-- START OF EXTRACTED RECORDS --

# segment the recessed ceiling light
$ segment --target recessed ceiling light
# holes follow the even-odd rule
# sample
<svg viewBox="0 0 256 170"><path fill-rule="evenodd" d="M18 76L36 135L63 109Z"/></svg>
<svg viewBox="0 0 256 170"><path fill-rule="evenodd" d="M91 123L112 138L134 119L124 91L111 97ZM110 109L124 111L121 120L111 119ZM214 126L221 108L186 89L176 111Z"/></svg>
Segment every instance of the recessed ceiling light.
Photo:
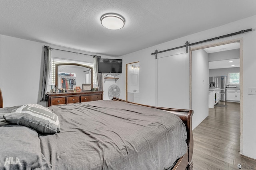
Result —
<svg viewBox="0 0 256 170"><path fill-rule="evenodd" d="M101 24L104 27L110 29L118 29L124 25L124 18L117 14L108 13L100 18Z"/></svg>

-- END OF EXTRACTED RECORDS --

■ STATED EXERCISE
Skip the pictures and transcribe the rest of the records exactly.

■ TASK SOLUTION
# segment the recessed ceiling light
$ segment --target recessed ceiling light
# holes follow the even-odd rule
# sample
<svg viewBox="0 0 256 170"><path fill-rule="evenodd" d="M18 76L36 135L63 109Z"/></svg>
<svg viewBox="0 0 256 170"><path fill-rule="evenodd" d="M91 123L112 138L134 119L124 91L111 97ZM110 109L124 111L121 120L111 119ZM214 126L221 108L186 89L176 111Z"/></svg>
Segment every instance of the recessed ceiling light.
Photo:
Result —
<svg viewBox="0 0 256 170"><path fill-rule="evenodd" d="M101 24L104 27L110 29L118 29L124 25L124 18L117 14L108 13L100 18Z"/></svg>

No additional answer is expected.